*WORK TO COMPLETE*. From the material below, extract everything from the line containing "the **red tile roof**?" down to the line containing "160 50 L 160", including both of those lines, and reproduce them character for character.

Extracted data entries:
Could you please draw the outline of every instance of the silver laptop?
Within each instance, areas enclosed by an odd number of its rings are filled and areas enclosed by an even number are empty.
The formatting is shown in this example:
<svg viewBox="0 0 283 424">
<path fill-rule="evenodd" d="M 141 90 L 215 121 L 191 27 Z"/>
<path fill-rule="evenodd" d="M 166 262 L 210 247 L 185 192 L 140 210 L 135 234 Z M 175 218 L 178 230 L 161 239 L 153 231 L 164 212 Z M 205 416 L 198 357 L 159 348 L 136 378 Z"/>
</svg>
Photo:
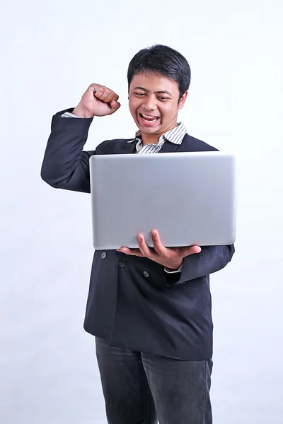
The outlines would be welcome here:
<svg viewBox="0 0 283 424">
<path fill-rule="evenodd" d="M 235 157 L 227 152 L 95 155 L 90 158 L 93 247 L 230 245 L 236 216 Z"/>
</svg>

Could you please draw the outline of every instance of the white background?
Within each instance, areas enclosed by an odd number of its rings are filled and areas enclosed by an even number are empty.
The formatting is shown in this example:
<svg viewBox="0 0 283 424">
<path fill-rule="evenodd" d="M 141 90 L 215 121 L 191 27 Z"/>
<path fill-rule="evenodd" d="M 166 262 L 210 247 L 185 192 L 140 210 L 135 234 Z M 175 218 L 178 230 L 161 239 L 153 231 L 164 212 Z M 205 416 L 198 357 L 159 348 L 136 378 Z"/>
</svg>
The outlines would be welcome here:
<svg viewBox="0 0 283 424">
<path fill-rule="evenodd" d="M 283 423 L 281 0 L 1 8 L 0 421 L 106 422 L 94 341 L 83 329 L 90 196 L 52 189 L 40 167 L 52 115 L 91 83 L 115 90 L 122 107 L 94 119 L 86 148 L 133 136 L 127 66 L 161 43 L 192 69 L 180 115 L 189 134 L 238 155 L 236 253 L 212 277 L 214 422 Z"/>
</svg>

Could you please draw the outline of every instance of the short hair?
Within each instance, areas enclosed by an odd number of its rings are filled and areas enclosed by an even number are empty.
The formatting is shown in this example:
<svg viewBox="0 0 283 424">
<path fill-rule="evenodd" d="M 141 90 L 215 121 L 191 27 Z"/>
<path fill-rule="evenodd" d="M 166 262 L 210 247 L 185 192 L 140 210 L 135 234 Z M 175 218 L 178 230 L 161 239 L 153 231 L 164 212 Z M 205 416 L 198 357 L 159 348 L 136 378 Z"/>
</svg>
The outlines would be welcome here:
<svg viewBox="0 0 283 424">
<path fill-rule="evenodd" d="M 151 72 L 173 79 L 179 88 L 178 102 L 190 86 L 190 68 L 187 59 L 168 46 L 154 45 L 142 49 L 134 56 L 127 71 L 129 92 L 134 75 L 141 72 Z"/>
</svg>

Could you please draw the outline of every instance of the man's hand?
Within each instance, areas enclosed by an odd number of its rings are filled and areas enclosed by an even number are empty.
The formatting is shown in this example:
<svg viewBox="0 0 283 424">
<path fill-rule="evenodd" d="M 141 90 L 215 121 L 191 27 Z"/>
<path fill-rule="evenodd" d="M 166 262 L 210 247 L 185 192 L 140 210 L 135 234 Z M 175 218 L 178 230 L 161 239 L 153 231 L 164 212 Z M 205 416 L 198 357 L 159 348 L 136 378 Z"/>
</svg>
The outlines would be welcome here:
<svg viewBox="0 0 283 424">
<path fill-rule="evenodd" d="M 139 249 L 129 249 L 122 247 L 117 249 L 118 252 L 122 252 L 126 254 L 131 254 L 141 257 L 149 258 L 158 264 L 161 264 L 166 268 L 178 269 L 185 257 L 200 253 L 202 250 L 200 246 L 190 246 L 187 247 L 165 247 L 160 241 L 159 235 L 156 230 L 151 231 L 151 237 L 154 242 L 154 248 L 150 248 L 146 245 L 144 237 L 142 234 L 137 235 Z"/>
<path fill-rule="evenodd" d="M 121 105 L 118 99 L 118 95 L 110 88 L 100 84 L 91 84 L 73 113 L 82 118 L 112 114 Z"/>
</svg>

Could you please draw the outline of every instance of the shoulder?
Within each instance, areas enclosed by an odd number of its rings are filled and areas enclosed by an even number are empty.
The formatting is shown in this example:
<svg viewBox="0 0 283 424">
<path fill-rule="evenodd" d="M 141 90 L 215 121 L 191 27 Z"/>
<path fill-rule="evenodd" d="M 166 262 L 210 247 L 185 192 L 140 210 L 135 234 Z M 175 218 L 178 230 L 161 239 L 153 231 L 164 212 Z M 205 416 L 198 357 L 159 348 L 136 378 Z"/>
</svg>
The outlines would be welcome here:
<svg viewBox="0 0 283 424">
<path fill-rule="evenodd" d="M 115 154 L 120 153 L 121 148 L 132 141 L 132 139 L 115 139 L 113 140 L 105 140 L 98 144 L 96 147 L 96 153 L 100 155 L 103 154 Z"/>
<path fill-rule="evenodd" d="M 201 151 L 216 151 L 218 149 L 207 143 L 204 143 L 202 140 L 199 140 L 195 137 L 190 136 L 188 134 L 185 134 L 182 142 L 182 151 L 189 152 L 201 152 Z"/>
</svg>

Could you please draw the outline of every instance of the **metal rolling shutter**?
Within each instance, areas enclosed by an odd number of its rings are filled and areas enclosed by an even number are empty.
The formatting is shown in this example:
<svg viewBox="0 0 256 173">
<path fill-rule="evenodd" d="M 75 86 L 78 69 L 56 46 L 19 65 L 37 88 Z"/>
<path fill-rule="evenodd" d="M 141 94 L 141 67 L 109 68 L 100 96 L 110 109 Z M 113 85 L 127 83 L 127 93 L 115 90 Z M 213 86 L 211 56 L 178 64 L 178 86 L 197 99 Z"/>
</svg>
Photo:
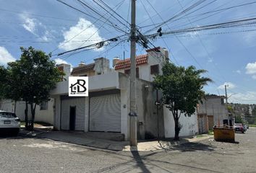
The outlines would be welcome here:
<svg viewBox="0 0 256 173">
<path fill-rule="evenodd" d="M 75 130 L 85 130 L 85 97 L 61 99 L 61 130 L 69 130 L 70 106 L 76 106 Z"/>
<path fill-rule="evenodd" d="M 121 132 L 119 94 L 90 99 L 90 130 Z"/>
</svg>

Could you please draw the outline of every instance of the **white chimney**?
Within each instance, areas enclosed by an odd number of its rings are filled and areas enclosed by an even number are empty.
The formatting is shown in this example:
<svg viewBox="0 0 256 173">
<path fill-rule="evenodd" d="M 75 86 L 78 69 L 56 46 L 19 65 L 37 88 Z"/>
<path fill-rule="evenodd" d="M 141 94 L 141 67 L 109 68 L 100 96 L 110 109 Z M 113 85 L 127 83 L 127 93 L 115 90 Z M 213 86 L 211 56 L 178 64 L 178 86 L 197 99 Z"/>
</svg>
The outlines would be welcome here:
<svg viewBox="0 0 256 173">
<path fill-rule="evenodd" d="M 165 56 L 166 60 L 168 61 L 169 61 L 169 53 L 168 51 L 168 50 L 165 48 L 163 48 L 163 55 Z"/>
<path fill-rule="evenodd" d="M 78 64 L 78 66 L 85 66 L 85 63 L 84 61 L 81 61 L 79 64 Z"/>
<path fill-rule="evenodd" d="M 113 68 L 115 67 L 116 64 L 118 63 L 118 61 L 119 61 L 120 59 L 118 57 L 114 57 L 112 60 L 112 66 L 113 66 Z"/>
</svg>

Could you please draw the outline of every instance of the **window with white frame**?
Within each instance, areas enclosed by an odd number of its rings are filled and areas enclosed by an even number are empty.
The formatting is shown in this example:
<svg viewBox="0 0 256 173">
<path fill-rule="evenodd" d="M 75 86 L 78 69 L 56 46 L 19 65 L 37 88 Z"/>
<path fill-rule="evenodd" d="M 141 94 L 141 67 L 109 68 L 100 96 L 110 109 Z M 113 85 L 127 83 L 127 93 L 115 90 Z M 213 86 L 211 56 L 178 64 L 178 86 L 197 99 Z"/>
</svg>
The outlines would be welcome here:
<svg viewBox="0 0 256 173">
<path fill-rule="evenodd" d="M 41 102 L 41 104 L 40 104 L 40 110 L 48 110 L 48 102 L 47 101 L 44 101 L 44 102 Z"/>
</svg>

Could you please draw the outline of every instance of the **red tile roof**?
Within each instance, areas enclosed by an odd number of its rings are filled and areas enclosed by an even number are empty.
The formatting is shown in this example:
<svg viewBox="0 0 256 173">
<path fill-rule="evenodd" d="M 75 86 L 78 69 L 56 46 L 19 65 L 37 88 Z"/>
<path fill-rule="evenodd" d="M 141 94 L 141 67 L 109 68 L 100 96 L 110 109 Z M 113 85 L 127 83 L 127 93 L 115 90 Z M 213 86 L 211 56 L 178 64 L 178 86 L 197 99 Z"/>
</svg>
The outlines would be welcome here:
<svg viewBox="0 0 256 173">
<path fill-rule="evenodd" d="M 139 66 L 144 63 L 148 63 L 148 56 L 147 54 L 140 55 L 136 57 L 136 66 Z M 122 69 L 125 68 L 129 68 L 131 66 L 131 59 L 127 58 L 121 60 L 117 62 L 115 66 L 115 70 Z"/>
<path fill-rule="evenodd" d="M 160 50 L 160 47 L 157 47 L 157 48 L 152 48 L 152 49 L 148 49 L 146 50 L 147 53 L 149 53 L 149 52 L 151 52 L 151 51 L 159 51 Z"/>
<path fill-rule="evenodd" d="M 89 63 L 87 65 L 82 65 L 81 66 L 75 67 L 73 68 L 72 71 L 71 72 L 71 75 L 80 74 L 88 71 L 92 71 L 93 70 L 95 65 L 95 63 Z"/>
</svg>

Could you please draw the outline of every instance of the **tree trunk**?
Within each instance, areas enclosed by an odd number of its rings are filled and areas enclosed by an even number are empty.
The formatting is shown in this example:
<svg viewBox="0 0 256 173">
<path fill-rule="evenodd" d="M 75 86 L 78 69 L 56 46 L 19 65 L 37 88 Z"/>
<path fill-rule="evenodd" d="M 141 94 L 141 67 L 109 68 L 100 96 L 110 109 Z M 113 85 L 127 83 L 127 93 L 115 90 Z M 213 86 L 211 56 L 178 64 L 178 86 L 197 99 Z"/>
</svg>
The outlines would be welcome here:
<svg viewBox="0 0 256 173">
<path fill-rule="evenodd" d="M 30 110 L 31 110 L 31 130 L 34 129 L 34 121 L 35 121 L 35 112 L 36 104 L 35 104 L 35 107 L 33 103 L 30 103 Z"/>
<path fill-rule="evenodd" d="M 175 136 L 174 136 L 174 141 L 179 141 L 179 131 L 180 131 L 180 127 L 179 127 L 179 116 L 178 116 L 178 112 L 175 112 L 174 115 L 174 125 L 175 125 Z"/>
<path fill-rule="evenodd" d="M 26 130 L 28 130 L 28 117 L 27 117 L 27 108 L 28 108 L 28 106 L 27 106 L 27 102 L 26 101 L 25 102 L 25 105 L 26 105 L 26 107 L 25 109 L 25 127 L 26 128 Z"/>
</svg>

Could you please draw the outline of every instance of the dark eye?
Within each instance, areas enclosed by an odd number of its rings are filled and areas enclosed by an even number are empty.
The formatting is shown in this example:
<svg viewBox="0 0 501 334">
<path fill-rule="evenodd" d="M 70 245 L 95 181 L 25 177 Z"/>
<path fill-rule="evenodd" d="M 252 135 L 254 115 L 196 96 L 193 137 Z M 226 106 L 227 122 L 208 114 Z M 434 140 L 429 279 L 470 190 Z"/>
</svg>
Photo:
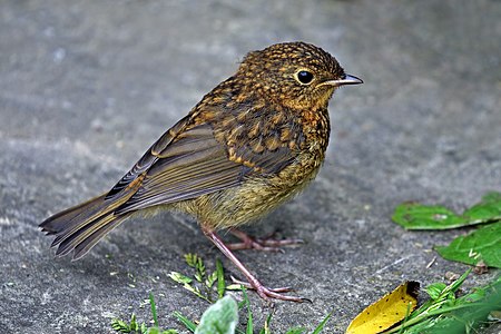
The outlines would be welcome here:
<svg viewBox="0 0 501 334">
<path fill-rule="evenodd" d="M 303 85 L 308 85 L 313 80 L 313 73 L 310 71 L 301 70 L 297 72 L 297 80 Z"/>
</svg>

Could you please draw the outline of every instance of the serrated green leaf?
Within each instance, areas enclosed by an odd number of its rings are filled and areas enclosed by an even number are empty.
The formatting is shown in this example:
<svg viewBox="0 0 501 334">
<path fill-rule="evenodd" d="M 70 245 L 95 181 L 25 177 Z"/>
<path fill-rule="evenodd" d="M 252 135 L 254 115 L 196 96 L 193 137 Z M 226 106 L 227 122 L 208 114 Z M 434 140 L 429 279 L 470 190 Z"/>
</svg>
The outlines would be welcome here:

*SOLUTION TO THIS EXERCISE*.
Could you please draw the outline of every instance of the **red tile roof**?
Within each instance, areas enclosed by an odd number of its rings are filled and areas enclosed by an even number are empty.
The formatting is shown in this example:
<svg viewBox="0 0 256 173">
<path fill-rule="evenodd" d="M 75 86 L 78 69 L 56 46 L 19 65 L 37 88 Z"/>
<path fill-rule="evenodd" d="M 141 94 L 141 67 L 109 68 L 100 96 L 110 109 Z M 113 85 L 127 83 L 127 93 L 115 90 Z M 213 86 L 211 56 L 178 64 L 178 86 L 197 99 Z"/>
</svg>
The outlines would be welcome here:
<svg viewBox="0 0 256 173">
<path fill-rule="evenodd" d="M 139 66 L 144 63 L 148 63 L 148 56 L 147 54 L 140 55 L 136 57 L 136 66 Z M 122 69 L 125 68 L 129 68 L 131 66 L 131 59 L 127 58 L 121 60 L 117 62 L 115 66 L 115 70 Z"/>
<path fill-rule="evenodd" d="M 160 50 L 160 47 L 157 47 L 157 48 L 152 48 L 152 49 L 148 49 L 146 50 L 147 53 L 149 53 L 149 52 L 151 52 L 151 51 L 159 51 Z"/>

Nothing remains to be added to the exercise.